Record extracts
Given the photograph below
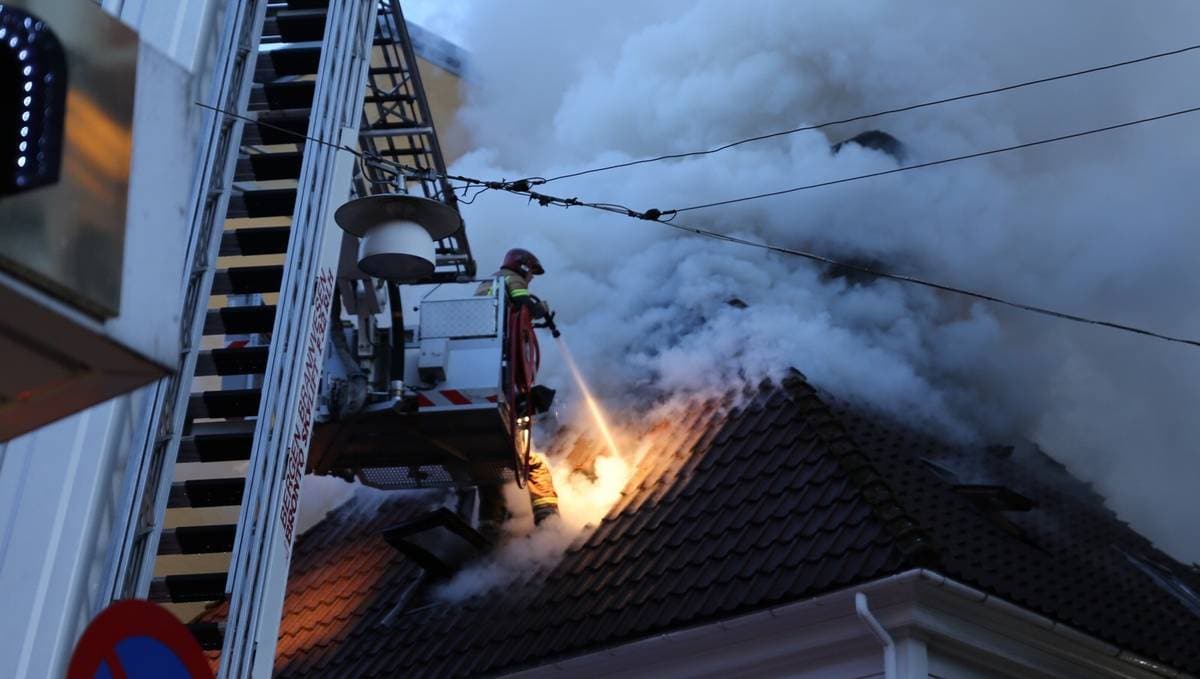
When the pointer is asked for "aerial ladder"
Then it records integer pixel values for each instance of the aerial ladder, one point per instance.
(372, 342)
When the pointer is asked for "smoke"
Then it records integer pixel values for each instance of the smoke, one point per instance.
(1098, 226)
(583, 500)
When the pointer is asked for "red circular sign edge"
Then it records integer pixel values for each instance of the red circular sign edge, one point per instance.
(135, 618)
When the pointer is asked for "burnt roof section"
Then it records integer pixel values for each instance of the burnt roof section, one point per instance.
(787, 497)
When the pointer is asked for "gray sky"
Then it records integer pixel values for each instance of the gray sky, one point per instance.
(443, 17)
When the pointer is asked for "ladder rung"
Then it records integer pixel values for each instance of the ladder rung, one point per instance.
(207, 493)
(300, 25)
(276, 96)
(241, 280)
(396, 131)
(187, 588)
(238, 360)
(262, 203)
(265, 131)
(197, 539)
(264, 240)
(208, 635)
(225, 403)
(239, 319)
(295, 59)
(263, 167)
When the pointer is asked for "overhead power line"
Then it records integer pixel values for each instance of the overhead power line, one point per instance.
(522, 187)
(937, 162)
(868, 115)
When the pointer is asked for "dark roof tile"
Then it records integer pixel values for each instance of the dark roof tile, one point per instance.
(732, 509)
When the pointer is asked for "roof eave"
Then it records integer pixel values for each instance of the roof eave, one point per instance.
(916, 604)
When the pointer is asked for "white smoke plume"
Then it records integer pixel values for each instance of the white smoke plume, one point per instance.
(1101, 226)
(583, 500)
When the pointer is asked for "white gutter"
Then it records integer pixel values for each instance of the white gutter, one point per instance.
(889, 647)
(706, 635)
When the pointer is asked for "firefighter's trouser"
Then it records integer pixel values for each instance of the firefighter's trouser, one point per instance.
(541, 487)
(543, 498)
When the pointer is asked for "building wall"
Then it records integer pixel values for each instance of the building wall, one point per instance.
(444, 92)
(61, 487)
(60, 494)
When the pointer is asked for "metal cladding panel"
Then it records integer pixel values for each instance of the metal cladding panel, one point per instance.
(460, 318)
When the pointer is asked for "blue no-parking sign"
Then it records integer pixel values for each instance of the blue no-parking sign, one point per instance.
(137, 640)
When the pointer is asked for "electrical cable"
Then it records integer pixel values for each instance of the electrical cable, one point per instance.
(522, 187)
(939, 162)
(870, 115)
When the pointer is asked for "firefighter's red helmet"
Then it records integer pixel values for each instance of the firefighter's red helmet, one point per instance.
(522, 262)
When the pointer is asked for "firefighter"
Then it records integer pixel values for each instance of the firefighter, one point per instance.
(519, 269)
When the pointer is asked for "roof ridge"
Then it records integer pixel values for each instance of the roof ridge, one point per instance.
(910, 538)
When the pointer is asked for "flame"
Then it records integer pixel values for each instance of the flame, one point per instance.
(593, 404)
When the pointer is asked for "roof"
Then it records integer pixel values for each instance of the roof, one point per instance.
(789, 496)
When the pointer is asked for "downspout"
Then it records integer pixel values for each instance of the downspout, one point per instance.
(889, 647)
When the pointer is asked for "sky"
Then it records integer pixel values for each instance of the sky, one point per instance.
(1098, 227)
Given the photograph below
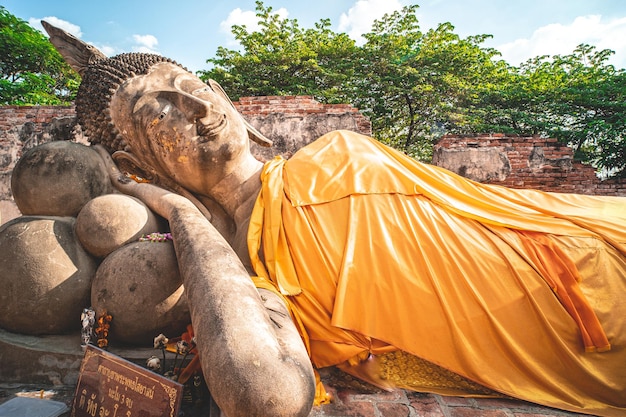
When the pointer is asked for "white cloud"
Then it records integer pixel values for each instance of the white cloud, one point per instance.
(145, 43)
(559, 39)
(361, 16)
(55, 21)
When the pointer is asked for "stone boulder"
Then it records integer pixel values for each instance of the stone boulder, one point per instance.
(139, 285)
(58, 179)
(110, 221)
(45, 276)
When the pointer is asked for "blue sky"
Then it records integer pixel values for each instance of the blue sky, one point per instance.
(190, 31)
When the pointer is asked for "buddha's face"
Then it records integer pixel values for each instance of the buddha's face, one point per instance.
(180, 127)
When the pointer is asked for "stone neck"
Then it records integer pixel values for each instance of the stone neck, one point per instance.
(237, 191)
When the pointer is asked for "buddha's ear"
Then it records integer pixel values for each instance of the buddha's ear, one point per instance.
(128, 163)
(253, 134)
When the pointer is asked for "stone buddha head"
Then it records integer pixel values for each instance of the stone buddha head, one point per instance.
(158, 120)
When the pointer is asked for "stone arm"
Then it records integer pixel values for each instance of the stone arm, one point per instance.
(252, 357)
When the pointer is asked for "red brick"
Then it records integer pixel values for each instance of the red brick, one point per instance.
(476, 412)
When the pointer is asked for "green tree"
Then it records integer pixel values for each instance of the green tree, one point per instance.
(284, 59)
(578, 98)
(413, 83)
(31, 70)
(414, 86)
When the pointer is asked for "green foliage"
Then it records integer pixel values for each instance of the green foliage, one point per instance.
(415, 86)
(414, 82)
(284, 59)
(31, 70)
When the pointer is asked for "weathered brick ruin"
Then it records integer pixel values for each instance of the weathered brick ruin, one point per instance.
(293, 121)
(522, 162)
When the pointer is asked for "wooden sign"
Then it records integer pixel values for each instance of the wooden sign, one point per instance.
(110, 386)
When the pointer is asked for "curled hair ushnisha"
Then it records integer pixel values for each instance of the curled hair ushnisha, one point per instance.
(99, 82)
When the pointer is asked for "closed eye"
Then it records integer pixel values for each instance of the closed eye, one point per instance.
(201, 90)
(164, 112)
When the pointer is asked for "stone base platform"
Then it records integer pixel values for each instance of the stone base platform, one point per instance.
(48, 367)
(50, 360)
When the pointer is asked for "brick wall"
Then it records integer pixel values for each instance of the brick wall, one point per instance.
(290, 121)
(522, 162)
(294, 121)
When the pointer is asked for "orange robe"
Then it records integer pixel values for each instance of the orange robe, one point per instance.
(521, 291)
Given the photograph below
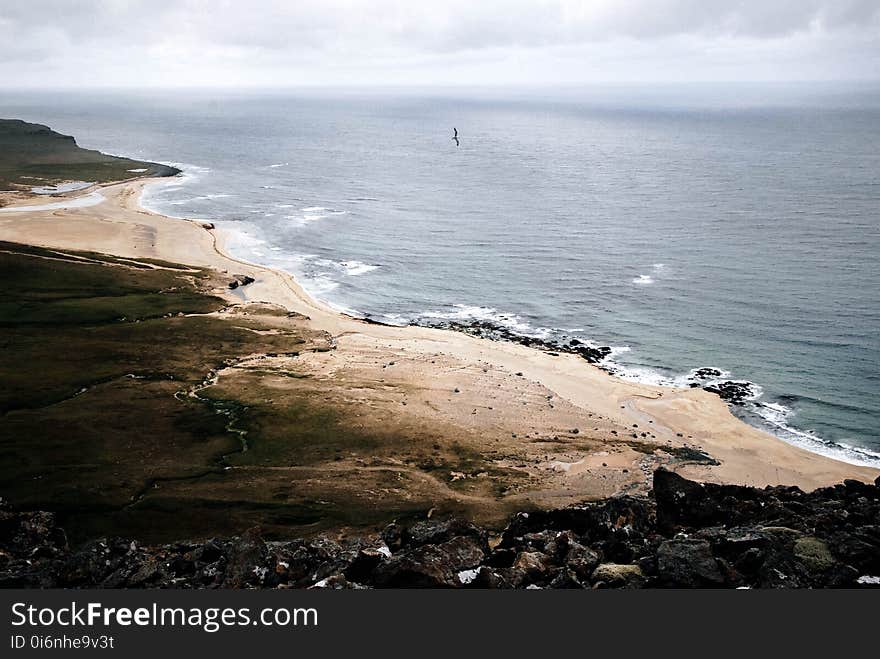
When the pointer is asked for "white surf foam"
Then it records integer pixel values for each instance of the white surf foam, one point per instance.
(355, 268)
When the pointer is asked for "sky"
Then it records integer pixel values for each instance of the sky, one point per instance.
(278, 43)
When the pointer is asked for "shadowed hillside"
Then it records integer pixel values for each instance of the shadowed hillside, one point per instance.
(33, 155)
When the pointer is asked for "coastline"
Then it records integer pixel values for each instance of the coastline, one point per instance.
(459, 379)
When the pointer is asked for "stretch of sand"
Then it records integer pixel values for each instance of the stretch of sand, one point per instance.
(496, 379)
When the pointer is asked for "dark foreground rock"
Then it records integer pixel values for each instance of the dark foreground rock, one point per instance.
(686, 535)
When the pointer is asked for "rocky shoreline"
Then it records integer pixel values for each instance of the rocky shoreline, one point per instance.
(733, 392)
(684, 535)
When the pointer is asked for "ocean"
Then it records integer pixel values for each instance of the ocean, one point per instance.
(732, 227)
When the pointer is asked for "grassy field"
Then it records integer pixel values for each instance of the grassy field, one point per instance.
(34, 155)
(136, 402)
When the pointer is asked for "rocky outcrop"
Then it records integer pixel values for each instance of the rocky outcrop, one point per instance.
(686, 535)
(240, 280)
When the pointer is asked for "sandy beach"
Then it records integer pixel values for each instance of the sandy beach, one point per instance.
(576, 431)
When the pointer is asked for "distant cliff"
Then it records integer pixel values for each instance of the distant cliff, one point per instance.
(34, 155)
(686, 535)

--

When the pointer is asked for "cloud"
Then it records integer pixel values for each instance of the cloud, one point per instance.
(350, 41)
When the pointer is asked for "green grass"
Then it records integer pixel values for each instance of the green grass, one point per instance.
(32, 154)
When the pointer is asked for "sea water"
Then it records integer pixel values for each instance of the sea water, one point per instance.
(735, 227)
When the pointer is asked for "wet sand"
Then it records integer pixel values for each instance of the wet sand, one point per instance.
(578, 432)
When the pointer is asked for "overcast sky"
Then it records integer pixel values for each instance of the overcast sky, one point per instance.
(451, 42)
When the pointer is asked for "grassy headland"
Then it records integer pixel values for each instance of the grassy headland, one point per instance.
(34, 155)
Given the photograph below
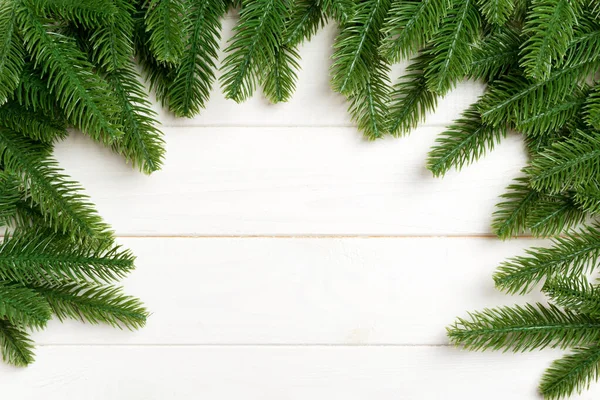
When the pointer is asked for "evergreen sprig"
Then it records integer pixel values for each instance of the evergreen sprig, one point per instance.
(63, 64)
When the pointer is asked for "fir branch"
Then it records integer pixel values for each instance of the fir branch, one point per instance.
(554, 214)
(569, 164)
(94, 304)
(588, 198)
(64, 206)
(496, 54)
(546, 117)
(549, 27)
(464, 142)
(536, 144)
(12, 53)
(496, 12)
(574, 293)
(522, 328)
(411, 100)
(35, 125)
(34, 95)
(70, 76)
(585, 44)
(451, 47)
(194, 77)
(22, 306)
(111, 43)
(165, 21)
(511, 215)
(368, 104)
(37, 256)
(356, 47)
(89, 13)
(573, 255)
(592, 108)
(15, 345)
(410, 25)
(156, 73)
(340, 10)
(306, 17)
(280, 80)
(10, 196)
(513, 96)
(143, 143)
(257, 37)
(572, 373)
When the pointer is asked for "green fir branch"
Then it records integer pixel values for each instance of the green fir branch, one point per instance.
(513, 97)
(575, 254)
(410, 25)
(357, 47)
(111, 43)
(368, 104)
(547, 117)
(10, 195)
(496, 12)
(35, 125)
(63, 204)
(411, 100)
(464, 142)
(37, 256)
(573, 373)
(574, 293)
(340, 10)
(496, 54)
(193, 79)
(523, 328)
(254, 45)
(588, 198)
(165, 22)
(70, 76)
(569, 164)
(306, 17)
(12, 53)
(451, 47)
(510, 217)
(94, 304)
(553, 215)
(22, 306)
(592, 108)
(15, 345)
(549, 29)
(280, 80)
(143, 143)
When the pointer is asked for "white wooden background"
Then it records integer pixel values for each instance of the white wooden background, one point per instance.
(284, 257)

Your objective
How many lines in the items above contain the string "orange"? Treat case as significant, and reply with the number alone.

The solution
2